__Data__:
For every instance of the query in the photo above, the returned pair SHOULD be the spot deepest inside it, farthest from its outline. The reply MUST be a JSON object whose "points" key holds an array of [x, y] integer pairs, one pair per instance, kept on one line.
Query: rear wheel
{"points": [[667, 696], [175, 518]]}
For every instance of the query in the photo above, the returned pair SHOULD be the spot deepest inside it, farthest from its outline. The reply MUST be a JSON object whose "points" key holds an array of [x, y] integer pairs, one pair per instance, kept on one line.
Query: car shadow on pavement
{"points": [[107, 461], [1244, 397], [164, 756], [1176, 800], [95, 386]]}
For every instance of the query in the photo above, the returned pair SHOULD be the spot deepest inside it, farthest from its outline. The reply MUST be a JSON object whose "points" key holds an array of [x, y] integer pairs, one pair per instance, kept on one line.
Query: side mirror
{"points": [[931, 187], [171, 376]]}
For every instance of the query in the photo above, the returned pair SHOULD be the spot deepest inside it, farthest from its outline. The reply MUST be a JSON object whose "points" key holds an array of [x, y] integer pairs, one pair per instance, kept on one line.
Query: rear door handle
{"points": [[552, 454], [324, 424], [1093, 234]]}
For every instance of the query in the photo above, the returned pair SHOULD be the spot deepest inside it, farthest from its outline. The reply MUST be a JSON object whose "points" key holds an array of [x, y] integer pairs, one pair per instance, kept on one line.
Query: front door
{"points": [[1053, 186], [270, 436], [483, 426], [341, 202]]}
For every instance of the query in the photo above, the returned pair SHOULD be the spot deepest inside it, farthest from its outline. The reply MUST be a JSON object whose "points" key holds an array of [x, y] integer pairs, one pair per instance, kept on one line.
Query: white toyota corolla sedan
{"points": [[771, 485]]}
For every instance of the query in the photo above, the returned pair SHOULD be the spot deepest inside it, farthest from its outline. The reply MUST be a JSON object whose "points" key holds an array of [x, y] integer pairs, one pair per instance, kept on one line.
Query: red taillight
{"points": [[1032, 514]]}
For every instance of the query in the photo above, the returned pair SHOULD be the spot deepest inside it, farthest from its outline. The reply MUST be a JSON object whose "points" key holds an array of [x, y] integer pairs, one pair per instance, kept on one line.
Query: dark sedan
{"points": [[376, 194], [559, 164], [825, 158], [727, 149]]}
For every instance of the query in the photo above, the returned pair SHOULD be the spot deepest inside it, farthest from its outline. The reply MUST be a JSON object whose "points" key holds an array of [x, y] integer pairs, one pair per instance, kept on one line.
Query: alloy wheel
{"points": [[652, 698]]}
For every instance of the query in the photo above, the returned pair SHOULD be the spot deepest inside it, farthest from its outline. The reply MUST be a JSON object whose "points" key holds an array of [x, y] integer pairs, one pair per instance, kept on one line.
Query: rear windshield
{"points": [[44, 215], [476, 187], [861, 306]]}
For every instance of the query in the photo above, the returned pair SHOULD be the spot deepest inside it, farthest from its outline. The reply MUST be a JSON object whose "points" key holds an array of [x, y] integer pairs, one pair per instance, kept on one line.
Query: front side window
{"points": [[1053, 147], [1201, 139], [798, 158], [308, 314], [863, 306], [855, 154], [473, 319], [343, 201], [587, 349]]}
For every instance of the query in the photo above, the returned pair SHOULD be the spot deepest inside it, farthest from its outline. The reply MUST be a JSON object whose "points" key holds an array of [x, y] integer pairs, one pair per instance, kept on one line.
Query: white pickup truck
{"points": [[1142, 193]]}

__What needs to be done__:
Transcribe each line above exactly; skip none.

__Task solution__:
For every instance of the query in the photo above, the returned pair SHOULD be the spot deepest inside it, farthest from its outline. The reply MUST be a JSON object whose "points" key holds an array of [x, y] integer pairs, one pair per instance, kept on one line.
Query: rear wheel
{"points": [[667, 696], [175, 518]]}
For every instance of the query in the photo above, the returned pair SHOULD be the spot deepest inside it, farthest from its outline. The reply MUST be a JSON object whose "points" key holds an array of [x, y] integer pairs, one pair per instance, kept on one line.
Query: car shadow on pavement
{"points": [[107, 461], [1244, 397], [164, 756], [1176, 800], [95, 386]]}
For every instance of the query in the photo above, the returned pair SHOULD be the spot deepest inside it, farthest from its outline. The reply MUST be a JSON object whose "points" key holds an array of [x, y] integer pairs, one pair per instance, kept on one line.
Query: side mirror
{"points": [[931, 187], [171, 376]]}
For every instance of the query in the photo above, the returned pair SHOULD be the spot deepest inside it, farthest from its outline. The reply MUST be a JSON object whose "points" key holds an array of [x, y] integer pairs, one pair per instance, kept on one line.
Query: rear door handle
{"points": [[552, 454], [324, 424], [1093, 234]]}
For every instance of the query in the photo above, the returned pair SHOULD be the spot deepest inside it, farthest from its outline. The reply MUST be a JSON object whose "points" key holds an array of [x, y] integer pairs, one pair per instance, kept on one line.
Query: front door
{"points": [[1053, 186], [270, 436], [483, 426], [341, 202]]}
For every instance of the query in the photo above, the returned pair SHOULD be the spot deepest inside it, farthest from its outline. The reply MUST be a JSON object whose "points" key holds an array of [x, y] integer pairs, one pair per instance, kept on one line.
Query: white toyota corolla sedan
{"points": [[771, 485]]}
For every instance of the query in the photo above, the returned pair SHOULD be the spot deepest inside it, farthest from its outline. The reply MUST be a JSON object whose "points" key holds an array of [x, y] integer pairs, one pair per instance, kept on one line.
Query: red taillight
{"points": [[1032, 514]]}
For every instance of the query in the photo above, the returned pair SHOULD be the spot deepest inside it, farthest from its outline. The reply MUST be a JSON object whose "points" key holds an array of [x, y] integer pairs, one pair per instance, kept on one line.
Query: dark sedan
{"points": [[376, 194], [559, 164], [825, 158], [727, 149]]}
For every instance of the query in the photo above, the returned pair SHOULD be the spot deepest inside it, farthest from its outline. The reply MUST be a JSON object whose "points" key holds an array of [x, y] integer pairs, one pair per instance, kept on one line.
Query: alloy wheel
{"points": [[652, 698]]}
For every instance of the query in the photo above, the returned pair SHOULD be the spot deepest inside it, farthest from its outline. The reply MUST be a JSON object whose "points" key holds an array of [x, y] integer pairs, one pair per instance, kept on one line.
Query: rear windshield
{"points": [[44, 215], [476, 187], [861, 306]]}
For every instance of the query in the photo above, the returned pair SHOULD be the spot deepest inside it, farthest from its outline. The reply MUST be a JSON object whose "points" key holds an array of [x, y] integer pairs, one pair per instance, kept on one line.
Query: front side window
{"points": [[1053, 147], [1201, 139], [798, 158], [308, 314], [863, 306], [855, 154], [473, 319], [343, 201], [587, 349]]}
For every instance of the query in the photo above, the returned pair SHOULD be the spot deepest inside it, farthest from its outline. The reply MUST be a JSON object whose "points" key holds an array of [x, y] integer pairs, one pair per instance, kept on one line.
Query: white pickup truck
{"points": [[1142, 193]]}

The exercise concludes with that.